Start EXERCISE INPUT

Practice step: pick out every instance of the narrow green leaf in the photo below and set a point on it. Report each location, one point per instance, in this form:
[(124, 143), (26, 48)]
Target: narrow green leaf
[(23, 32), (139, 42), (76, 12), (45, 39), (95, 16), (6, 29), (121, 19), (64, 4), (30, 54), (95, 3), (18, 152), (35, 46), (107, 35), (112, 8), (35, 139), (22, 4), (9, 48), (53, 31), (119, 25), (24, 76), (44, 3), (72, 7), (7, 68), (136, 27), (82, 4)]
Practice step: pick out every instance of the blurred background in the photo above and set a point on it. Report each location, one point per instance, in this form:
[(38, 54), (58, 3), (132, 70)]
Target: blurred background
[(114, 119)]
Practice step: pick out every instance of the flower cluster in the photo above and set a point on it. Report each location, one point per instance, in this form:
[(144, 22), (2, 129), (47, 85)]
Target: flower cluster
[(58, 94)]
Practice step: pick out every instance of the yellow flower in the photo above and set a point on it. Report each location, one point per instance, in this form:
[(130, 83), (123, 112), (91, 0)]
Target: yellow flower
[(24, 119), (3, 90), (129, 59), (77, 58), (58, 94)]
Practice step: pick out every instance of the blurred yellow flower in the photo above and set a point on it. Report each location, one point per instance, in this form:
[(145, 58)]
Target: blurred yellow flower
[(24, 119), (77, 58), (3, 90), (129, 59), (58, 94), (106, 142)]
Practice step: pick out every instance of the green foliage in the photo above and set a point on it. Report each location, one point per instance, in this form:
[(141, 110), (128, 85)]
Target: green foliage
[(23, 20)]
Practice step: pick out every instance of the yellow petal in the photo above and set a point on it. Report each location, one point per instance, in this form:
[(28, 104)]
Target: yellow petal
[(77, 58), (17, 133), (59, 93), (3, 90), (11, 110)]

End EXERCISE INPUT

_TASK PROMPT_
Write out every one of the entries above line for line, with no changes to any wording, number, or punctuation.

_SOLUTION_
Practice step: pick out every instance of the narrow green leaf in the photo below and set a point on it. Report each location, one point per instance, in this form:
[(124, 143), (26, 48)]
Target: narrow green leaf
[(23, 32), (139, 42), (76, 12), (45, 39), (95, 16), (6, 29), (121, 19), (64, 4), (30, 54), (95, 3), (18, 152), (35, 46), (107, 35), (112, 8), (35, 139), (22, 4), (9, 48), (53, 31), (119, 25), (24, 76), (44, 3), (72, 7), (7, 68), (136, 27), (82, 4)]
Practice step: pick out every instance of the blurred background in the photo above and set a point on it. Report each location, one point per instance, in this form:
[(38, 54), (58, 3), (132, 70)]
Target: blurred background
[(114, 119)]
Practice step: pick out every instance of the flower cluster in the photo above and set a point on it. Report each location, one point per instance, in this form:
[(144, 22), (2, 129), (47, 85)]
Target: flower cluster
[(58, 94)]
Practice step: pick out every instance of the yellow flower in the photo above and set a point on it. Report each location, one point per instance, in this form:
[(130, 83), (123, 112), (91, 0)]
Target: yellow flower
[(24, 119), (3, 90), (129, 59), (77, 58), (58, 94)]
Practice step: pick out every instance of the blurred yellow flower in the photo above and set a point on it. Report each location, one point per instance, in this form:
[(145, 58)]
Target: blurred yellow flower
[(24, 119), (77, 58), (3, 90), (129, 59), (58, 94), (106, 142)]
Practice step: pick out every instance of the green foliage in the photo above and set a point on it. Report each location, one point per instance, in this form:
[(141, 110), (128, 85)]
Target: green foliage
[(23, 20)]
Practice step: pick out every instance of the yellow petal in the photo above and set a point on it. Report each location, one point per instance, in this form:
[(28, 104)]
Target: yellow petal
[(77, 58), (17, 133), (59, 93), (3, 90), (11, 110)]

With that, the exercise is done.